======== RECORD SET ========

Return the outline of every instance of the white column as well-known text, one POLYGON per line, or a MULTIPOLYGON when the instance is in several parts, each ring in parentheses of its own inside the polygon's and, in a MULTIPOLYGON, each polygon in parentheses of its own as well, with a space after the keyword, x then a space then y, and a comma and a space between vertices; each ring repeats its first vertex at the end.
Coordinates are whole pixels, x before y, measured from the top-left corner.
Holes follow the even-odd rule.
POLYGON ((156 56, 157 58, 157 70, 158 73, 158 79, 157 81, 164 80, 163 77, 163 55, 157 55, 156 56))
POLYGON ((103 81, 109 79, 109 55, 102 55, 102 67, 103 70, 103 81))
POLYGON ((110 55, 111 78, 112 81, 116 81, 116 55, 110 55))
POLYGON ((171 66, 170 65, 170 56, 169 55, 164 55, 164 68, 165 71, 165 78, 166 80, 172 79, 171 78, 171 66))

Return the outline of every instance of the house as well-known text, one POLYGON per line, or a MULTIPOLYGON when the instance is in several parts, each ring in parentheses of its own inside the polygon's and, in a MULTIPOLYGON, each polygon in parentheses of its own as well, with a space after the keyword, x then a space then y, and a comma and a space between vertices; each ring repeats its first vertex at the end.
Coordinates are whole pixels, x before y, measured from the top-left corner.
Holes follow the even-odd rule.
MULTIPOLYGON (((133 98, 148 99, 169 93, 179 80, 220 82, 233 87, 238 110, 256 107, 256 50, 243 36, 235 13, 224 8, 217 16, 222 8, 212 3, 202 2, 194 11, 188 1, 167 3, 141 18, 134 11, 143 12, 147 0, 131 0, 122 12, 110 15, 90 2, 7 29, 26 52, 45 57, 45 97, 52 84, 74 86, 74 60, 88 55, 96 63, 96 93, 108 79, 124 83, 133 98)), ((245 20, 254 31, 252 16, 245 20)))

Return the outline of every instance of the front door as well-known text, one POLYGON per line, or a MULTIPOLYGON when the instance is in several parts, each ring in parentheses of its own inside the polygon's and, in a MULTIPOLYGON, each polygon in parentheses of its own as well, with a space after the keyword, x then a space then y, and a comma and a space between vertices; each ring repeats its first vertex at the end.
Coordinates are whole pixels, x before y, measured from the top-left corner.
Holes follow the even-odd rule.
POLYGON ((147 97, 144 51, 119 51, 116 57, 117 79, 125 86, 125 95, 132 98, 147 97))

========
======== RECORD SET ========

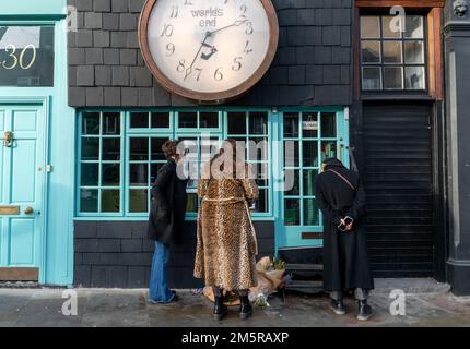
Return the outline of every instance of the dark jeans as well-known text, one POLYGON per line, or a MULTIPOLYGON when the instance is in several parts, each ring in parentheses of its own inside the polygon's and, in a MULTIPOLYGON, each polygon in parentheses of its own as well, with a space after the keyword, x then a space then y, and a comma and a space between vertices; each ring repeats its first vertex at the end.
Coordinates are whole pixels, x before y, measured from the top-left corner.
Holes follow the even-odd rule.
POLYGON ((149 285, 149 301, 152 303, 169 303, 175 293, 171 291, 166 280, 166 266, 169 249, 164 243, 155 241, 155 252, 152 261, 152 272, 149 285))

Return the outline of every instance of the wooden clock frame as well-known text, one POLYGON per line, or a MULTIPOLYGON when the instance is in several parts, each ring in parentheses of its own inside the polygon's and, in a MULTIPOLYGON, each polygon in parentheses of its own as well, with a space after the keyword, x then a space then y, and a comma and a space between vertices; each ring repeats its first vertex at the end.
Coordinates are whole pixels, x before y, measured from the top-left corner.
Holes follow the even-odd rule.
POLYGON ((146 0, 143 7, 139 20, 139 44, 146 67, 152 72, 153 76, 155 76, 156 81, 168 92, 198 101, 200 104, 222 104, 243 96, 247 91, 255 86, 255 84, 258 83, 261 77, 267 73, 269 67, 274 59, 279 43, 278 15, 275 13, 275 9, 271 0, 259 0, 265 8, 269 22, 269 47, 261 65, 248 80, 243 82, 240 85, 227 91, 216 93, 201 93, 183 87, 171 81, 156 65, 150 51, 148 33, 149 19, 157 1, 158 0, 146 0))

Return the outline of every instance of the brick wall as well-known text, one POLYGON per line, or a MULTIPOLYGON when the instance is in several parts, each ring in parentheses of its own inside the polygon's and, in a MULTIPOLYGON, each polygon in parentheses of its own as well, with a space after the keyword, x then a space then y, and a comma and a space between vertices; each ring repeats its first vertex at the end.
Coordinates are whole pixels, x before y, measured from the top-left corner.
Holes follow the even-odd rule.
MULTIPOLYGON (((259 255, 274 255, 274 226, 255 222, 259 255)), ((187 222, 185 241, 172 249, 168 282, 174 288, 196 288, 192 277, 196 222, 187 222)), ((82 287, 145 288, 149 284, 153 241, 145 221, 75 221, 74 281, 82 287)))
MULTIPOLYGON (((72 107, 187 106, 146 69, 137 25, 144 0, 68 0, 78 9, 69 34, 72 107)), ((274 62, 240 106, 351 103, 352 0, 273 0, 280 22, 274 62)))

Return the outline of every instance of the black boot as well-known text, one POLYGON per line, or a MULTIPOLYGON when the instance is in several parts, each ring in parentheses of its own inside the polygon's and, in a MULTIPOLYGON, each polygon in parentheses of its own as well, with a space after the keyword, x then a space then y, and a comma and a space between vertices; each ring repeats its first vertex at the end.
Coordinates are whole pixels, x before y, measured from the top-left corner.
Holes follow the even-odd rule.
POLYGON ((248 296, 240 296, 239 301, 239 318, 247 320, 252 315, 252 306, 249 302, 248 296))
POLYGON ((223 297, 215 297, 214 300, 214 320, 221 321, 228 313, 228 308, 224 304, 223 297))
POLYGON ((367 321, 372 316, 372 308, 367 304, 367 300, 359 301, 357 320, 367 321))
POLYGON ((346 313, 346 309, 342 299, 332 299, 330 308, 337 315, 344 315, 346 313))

========

▶ GOAL
Please write out the lines of the material from the one containing "Return the outline of every instance of the white" through the one containing "MULTIPOLYGON (((133 98, 148", exactly as they appear.

▶ RESULT BELOW
Return the outline of every instance of the white column as well-known text, one POLYGON per line, or a MULTIPOLYGON when the instance is in several parts, each ring in parentheses of its own inside the polygon's and, in a MULTIPOLYGON, each polygon in parentheses of its own as well, with a space after the keyword, x then a space then y, and a comma and a space between vertices; each ring repeats its first vertex at the end.
Coordinates are whole pixels, x before y, measured from the top-left corner.
Holes follow the even-odd rule.
POLYGON ((156 56, 157 58, 157 70, 158 73, 158 79, 157 81, 164 80, 163 77, 163 55, 157 55, 156 56))
POLYGON ((103 81, 109 79, 109 55, 102 55, 102 67, 103 70, 103 81))
POLYGON ((110 55, 111 78, 112 81, 116 81, 116 55, 110 55))
POLYGON ((171 66, 170 65, 170 56, 169 55, 164 55, 164 68, 165 71, 165 78, 166 80, 172 79, 171 78, 171 66))

Return the outline of every instance of the house as well-known text, one POLYGON per line, or a MULTIPOLYGON when the instance is in several parts, each ring in parentheses of its own inside the polygon's and, in a MULTIPOLYGON, each polygon in parentheses of its own as well, with a space after the keyword, x then a space then y, and a comma and a space between vertices; each ring repeats its first vertex at the end.
Coordinates are whole pixels, x before y, measured from the top-left corner.
Holes follow the even-odd rule.
MULTIPOLYGON (((133 98, 148 99, 169 93, 179 80, 220 82, 233 87, 238 110, 256 107, 256 50, 243 36, 235 13, 224 8, 217 16, 222 8, 212 3, 202 2, 194 11, 188 1, 167 3, 141 18, 134 11, 143 12, 147 0, 131 0, 122 12, 110 15, 90 2, 7 29, 26 52, 45 57, 45 97, 52 84, 74 86, 74 60, 88 55, 96 63, 96 93, 108 79, 124 83, 133 98)), ((245 20, 254 31, 252 16, 245 20)))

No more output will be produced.